Pull every line of text from the records below without changing a word, and leave the pictures out of your answer.

Point annotation data:
>> Begin

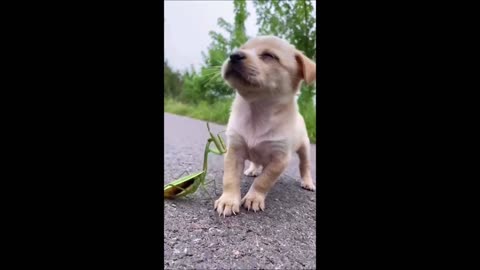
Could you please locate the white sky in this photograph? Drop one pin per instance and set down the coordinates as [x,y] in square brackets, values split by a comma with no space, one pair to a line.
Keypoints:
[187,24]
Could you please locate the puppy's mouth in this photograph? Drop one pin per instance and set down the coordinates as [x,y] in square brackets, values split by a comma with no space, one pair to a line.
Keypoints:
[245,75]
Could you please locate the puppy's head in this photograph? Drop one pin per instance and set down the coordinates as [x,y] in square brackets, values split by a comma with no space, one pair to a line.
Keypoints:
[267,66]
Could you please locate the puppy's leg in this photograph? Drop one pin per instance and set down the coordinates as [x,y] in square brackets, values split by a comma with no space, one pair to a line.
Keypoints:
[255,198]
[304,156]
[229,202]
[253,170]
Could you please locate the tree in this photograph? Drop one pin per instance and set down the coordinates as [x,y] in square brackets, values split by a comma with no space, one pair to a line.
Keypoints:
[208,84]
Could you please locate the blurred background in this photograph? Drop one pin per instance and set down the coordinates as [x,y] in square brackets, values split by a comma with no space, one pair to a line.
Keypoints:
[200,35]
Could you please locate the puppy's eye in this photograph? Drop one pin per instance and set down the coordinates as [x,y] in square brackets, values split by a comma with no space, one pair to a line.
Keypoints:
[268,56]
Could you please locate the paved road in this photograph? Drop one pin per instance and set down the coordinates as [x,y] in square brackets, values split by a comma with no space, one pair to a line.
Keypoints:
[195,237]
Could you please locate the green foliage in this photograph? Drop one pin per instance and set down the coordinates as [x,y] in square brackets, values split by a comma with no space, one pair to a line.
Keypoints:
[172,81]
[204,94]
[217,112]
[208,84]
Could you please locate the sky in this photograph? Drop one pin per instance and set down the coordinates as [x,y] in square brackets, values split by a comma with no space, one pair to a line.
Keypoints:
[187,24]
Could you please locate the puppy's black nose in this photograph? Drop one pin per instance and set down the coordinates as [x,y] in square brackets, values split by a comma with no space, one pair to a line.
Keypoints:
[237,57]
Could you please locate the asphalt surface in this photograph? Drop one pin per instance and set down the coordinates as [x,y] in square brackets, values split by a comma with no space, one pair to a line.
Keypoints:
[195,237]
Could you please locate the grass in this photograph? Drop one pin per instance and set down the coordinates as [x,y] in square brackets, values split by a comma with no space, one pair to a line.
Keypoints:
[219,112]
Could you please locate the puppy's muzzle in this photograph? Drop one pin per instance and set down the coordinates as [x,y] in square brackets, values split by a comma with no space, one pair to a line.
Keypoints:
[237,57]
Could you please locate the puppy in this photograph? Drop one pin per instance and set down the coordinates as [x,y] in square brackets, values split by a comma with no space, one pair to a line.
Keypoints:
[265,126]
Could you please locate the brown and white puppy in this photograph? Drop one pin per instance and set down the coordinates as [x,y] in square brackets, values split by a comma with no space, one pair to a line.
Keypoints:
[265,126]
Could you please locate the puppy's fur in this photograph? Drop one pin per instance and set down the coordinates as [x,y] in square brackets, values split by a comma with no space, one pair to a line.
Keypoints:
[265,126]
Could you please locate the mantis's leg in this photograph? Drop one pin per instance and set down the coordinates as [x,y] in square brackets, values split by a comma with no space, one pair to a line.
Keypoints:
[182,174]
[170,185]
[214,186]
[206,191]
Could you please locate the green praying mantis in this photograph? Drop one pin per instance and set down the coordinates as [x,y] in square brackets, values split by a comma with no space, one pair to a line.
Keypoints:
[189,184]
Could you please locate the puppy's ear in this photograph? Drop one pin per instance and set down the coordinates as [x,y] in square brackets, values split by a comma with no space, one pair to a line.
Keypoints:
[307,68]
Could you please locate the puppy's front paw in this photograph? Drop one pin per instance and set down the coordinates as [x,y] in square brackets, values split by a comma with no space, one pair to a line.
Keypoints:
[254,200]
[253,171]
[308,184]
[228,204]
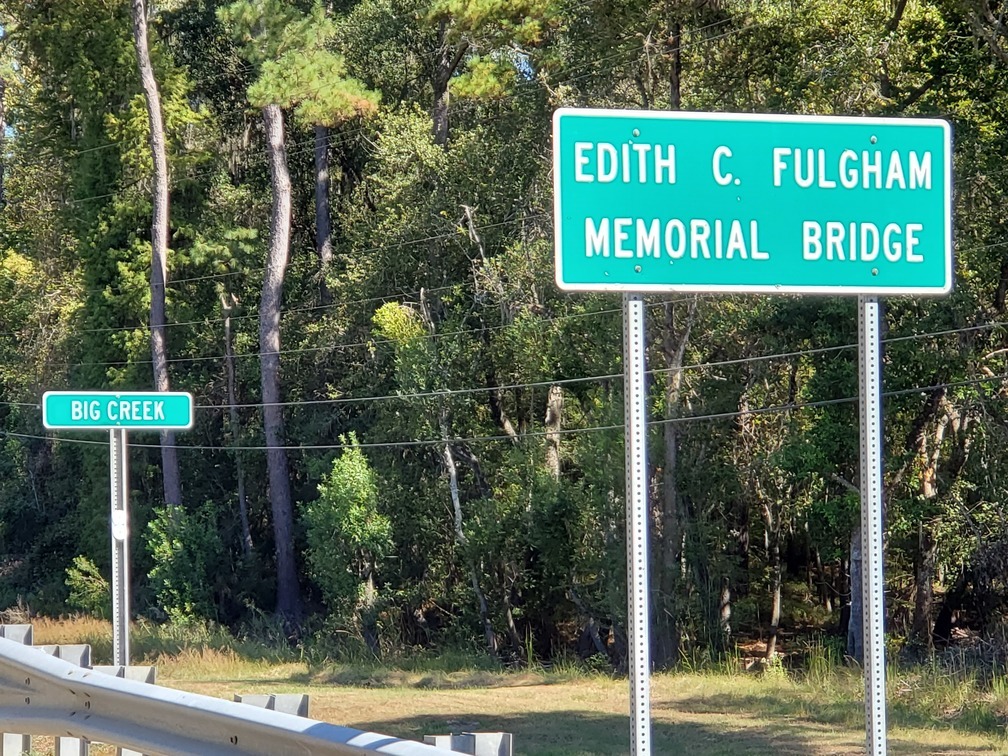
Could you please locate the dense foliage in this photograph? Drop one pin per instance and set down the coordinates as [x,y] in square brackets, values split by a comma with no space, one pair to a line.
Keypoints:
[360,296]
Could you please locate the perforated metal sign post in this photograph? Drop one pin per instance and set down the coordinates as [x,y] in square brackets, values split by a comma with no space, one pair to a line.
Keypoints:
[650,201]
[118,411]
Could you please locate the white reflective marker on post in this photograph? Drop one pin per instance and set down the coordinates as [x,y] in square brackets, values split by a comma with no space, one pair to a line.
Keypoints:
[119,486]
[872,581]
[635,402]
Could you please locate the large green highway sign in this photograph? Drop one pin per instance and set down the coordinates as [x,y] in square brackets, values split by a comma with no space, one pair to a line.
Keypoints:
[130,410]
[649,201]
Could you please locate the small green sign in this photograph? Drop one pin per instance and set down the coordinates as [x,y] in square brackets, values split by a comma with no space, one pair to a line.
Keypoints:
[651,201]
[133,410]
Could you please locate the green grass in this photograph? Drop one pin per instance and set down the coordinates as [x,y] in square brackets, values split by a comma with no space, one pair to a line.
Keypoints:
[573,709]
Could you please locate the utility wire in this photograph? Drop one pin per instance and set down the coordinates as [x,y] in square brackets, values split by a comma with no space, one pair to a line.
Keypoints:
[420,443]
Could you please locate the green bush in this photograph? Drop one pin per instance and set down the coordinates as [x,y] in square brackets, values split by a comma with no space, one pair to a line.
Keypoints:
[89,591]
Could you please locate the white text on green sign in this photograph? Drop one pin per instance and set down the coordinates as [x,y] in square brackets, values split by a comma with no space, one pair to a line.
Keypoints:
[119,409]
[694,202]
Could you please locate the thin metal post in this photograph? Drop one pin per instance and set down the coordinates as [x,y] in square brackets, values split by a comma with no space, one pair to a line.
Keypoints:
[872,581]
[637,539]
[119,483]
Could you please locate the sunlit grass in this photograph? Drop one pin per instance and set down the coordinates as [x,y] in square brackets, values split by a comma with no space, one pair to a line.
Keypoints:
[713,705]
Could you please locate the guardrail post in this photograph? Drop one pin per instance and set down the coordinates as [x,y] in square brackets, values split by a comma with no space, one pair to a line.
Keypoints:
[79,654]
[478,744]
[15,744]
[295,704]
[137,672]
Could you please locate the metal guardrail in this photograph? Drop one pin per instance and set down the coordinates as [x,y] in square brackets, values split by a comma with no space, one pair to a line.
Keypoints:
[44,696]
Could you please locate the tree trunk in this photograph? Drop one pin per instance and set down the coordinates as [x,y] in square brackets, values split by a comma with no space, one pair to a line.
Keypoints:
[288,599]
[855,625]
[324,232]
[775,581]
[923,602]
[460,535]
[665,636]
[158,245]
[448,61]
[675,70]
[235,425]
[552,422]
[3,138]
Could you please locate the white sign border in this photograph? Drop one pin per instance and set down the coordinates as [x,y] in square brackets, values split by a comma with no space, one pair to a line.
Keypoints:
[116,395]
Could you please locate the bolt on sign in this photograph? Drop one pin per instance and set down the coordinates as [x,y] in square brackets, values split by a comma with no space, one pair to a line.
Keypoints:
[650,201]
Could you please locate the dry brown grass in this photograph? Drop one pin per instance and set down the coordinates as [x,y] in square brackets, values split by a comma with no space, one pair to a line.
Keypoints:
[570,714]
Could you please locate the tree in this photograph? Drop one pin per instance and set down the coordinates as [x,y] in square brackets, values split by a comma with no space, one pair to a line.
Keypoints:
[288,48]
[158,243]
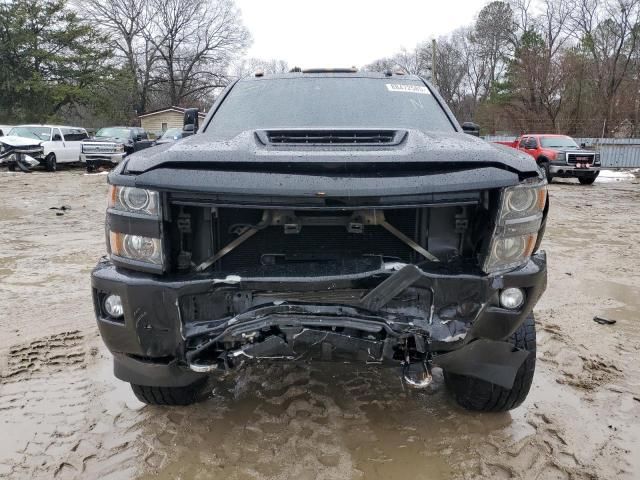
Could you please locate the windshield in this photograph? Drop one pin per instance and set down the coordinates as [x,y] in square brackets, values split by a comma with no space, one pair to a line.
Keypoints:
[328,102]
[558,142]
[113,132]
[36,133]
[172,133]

>> End

▶ **SOLUTION FOR THIS TASK**:
Could you please locate the white sky in this photograph? Drop one pin per instance and set down the coordinates as [x,y] in square brackets, values split by a comma with no space, one pair to a line.
Keypoints:
[187,24]
Could you please locate the puppy's mouth in this photograph? Drop one pin per instance and set down the coordinates as [x,y] in square brackets, values split by a comma with no space, one pair to a line.
Keypoints:
[245,75]
Could you please locate the puppy's head in this photograph? Drop one pin per instance and set down the coordinates as [x,y] in square brackets, values split by a comma with no space, one pair to a line.
Keypoints:
[267,66]
Could you please locate the puppy's leg in this photograph? Drop one pin per instance and set down the coordinates as [x,y] in square brackets, values split by a comma with no space, one pair to a line.
Keypoints:
[255,198]
[304,156]
[229,202]
[253,170]
Could you please locate the tree in this photograph? Drop one pin per instance and set down the coordinates as [x,y] in square brackets, values split by a comma with no space, one pair to a line.
Keypoints:
[208,84]
Could you please locate the blurred background in this photograph? Drop one pin per instance and set down the coordinates as [x,y] in square brackets, values split by a comma with no space, one pair to a line.
Keypoints:
[200,35]
Could you please locate the puppy's eye in this photograph? Drop one pin per instance and set down the coordinates as [x,y] in square brackets, values split by a comma with no space, one pair to a line.
Keypoints:
[268,56]
Could you please locate the paved road in this photograph? Drop one pin per instance and set down the coordinates as [x,y] in square brackets, values split by a comma with no space, one pair to a line.
Keypoints:
[195,237]
Could you please locate the green foliage in this photograph? Drop one pin per instance and set down the coordinates as [x,y] in square brackets, values split by a comma with no space, one pair to a line.
Keypoints:
[172,81]
[204,94]
[217,112]
[208,84]
Could you please locate the sky in this photograph? Drop one pin per instance and set down the coordinates as [x,y] in square brackets, values split by a comma with no space, one pair to a line.
Keypoints:
[187,24]
Could you please locate the puppy's black nose in this photograph? Drop one pin per instance and set down the coordinates as [x,y] in square brackets, values split by a comma with no space, one pair to a line.
Keypoints:
[237,57]
Could you please locate the asphalt surface in this photograph? Drop one pin per instance and set down the coordinates as [x,y] in square brackets, values split by a comma with no space, one pair to a line.
Keypoints:
[195,237]
Could you please locate the grass in this photograph? Drop one pin per instance and set down the coordinates as [x,y] in square brackets, values split by a comma with no space, one pair to a line.
Keypoints:
[219,112]
Could you please locate the puppy's muzzle in this photograph? Drop one pin per instance and set down the coordinates as [x,y] in square brackets, values split by a comma with no space, one pair to a line.
Keypoints:
[237,57]
Could you please locate the puppy in this photograph? Drop one pin per instance and set down the coordinates as [x,y] in square brackets, values split by a comma with no space, one pair to a line.
Keypoints:
[265,126]
Could you please locate the brown and white puppy in this photograph? Drop one pin per instance and set down the coordinates as [x,y] in square brackets, values split by a comma with no space, one pair to a line.
Keypoints:
[265,126]
Could you please locate the puppy's fur in this photograph? Drop one pin per instance and set down the coordinates as [x,y] in square brackets, values split by a comma with no space, one pair to a line.
Keypoints:
[265,126]
Could you please locate the mantis's leg in this photograph? Drop one pin per instance and set down the coordinates as [x,y] in square brackets, values split by a comma with no space, one pair to a line.
Keypoints:
[182,174]
[170,185]
[214,186]
[206,191]
Could you please locate the green praying mantis in this photograph? Drop one pin per instance and set down the coordinates as [x,y] in square brackets, values split by a comma with no space, one pair to a line.
Keypoints:
[189,184]
Could you please locate the puppy's ear in this photograph? Drop one pin per instance and set down the coordinates as [x,y] in square brackets, values split by a comma with no space, one pair to a line.
Keypoints:
[307,68]
Could you please locate the puppy's front paw in this photograph? Drop one pin per instance and set down the coordinates as [x,y] in square brackets, values split by a comma with no space, one pair to a line.
Keypoints:
[254,200]
[253,171]
[308,184]
[228,204]
Could you please locate the dense foliage in this photograph? Drop one pin per instance and set down the coordinates as [x,y] in square brackets, values split by a comma with no space, one pair to a line.
Keypoints:
[360,296]
Could you please locate the perforated metal sign post in this photograph? Drop one pin per instance and set down the coordinates as [x,y] in square brackets, values split by a comma with no space, one pair to a line.
Keypoints:
[650,201]
[118,411]
Could you please locate the white reflective marker on post in this photograph? Drop one pin per instance and set down the coordinates as [x,y] in square brackets, values split by a comma with no space, one pair to a line.
Keypoints:
[119,486]
[872,581]
[635,402]
Could you please locate the large green highway sign in this photograph? Drop one pin per instance and set down the coordinates as [x,y] in square brackets, values split by a comma with no space, one pair to a line.
Keypoints:
[130,410]
[649,201]
Could you please locate the small green sign in this photograph? Drop one pin per instance and set down the coordinates as [x,y] in square brackets, values split by a comma with no space, one pair to a line.
Keypoints:
[651,201]
[133,410]
Could you please locate the green grass in this photograph? Drop one pin per instance and set down the coordinates as [x,y] in square brackets, values split by a comma with no space, one pair to a line.
Keypoints:
[573,709]
Could you please locate the utility wire in this photograph? Drop one pin per instance and set down the coordinates as [x,y] in square brackets, values split by a comma with no space, one pair to a line.
Keypoints:
[420,443]
Could you please locate the green bush in this photograph? Drop one pin per instance and set down the coordinates as [x,y] in square brackets, values split by a comma with no space, one pair to a line.
Keypoints:
[89,591]
Could you please locate the white text on green sign in this photograph? Drop one pin per instance and set down the coordinates as [x,y] in square brackets, values split by a comma with no space, one pair to a line.
Keypoints:
[119,409]
[694,202]
Could you please locate the thin metal post in this photograph? Drop one pin per instance and set down the coordinates as [x,y] in square brackets, values split by a comma with no space, one pair to a line.
Keypoints:
[872,581]
[637,539]
[119,483]
Could you please locate the sunlit grass in this photograph? Drop one pin per instance and set down the coordinates as [x,y] in square brackets, values split by a comma with no space, one pair to a line.
Keypoints:
[713,705]
Could you please locate the guardrail post in this photograph? Drop one pin per instance and set down the coordinates as [x,y] in square brackets, values split by a comma with no space, one pair to a line.
Keypoints:
[79,654]
[478,744]
[15,744]
[295,704]
[137,672]
Could you please locate the metal guardrail in this photograph? Drop one pin per instance and set down the coordinates as [x,y] in square brackets, values split by a comma with no space, one pair to a line.
Keypoints:
[44,696]
Could you please locate the tree trunk in this photograph? Drop one pin per instance and set down the coordinates as [x,y] in square brackets, values split by a comma with no space, one pair to a line.
Keypoints:
[288,599]
[855,625]
[324,232]
[775,581]
[923,602]
[460,535]
[665,636]
[158,245]
[448,61]
[675,70]
[235,425]
[552,422]
[3,138]
Could you please locate the white sign border in this photograph? Drop one pin per instance and set down the coordinates as [x,y] in square brackets, values split by a comma with no space, one pair to a line.
Keypoints:
[116,395]
Could you please locate the bolt on sign in this photograph? Drop one pin per instance and set down the coordinates as [x,y] in square brackets, values split by a comma with no space, one pair to a line.
Keypoints:
[650,201]
Could you please locate the dry brown grass in this photograph? Drop one pin per instance and set down the coordinates as [x,y] in square brackets, values split by a comma with no space, one pair to a line.
Keypoints:
[570,714]
Could you please locate the tree in this photograph? Drop one pin per instance and set down the coordinates as [x,y] in square brackets, values split by a comma with no space, one pair to a line.
Keypoints:
[288,48]
[158,243]
Could you please locate the windshield in this photograph? Drop one pin per instance and set down the coordinates as [x,y] in square brackets, values split by a comma with no space, one pair to a line.
Keypoints:
[328,102]
[558,142]
[113,132]
[36,133]
[172,133]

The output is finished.